The quality of classroom instruction and residence life makes Rose-Hulman Institute of Technology stand out among its peers.  Those are just two of the reasons why the college is listed in The Princeton Review's 2012 guide of America's best institutions for undergraduate education.

    Princeton Review Logo
   

Rose-Hulman is profiled in "The Best 376 Colleges" (Random House/Princeton Review) and recommended as a "great" college for students considering careers in engineering, mechanical engineering and computer science/computer engineering.

Based on student surveys, The Princeton Review listed Rose-Hulman among the top 20 schools in the following specialized categories:

  • Professors Get High Marks:  Ranked No. 9 for faculty members being valued as good teachers. 
  • Residence Halls Like Palaces: Ranked No. 9 for student comfort living in residence halls.

"We commend Rose-Hulman Institute of Technology for its outstanding academics, which are the primary criteria for our selection of schools for the book," stated Princeton Review Senior Vice President/Publisher Robert Franek, who pointed out only about 15 percent of America's 2,500 four-year colleges are profiled.  "Our choices are based on institutional data we collect about schools, our visits to schools over the years, feedback we gather from students attending the schools, and the opinions of our staff and our 28-member National College Counselor Advisory Board.  We also work to keep a wide representation of colleges in the book by region, size, selectivity and character."

Outdoor-Dee       
Faculty Feedback: Rose-Hulman Institute of Technology faculty, like applied biology and biomedical engineering professor Kay C Dee, are known for getting to know their students away from the classroom.  

In the Rose-Hulman profile, The Princeton Review praises the school for its "reputation as an excellent undergraduate engineering school with a combination of strong academics and personal attention, small class sizes and a family atmosphere."

Regarding the quality of Rose-Hulman professors, one student stated "professors are always available outside of class."  Another student elaborated "our professors are personal and focus on undergraduate education.  They will know your name, ask if you are okay if you miss a class or two, and even pull up a chair next to your table at the bar."

About the makeup of Rose-Hulman's student body, a student stated "the kids who attend Rose-Hulman are smart, dedicated and consequently nerds," but "this is not a negative thing.  Within the students here, there are no outcasts, and even our athletes are most likely also math-letes."

The Princeton Review's survey covered 122,000 students (about 325 per campus on average) attending the colleges in the book.  The 80-question survey asked students to rate their own schools on several topics and report on their campus experiences.

DATASET:
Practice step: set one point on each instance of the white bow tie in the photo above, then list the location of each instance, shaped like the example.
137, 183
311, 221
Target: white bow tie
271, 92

EXERCISE:
For each statement below, say whether it agrees with the Rose-Hulman text. Answer yes or no, and quote the words from the text that decide it.
(a) Rose-Hulman ranked No. 9 for student comfort living in residence halls.
(b) The Princeton Review's student survey had 100 questions.
(c) About 25 percent of America's four-year colleges are profiled in the book.

SOLUTION BELOW:
(a) Yes: "Ranked No. 9 for student comfort living in residence halls."
(b) No: "The 80-question survey asked students to rate their own schools on several topics and report on their campus experiences."
(c) No: "only about 15 percent of America's 2,500 four-year colleges are profiled."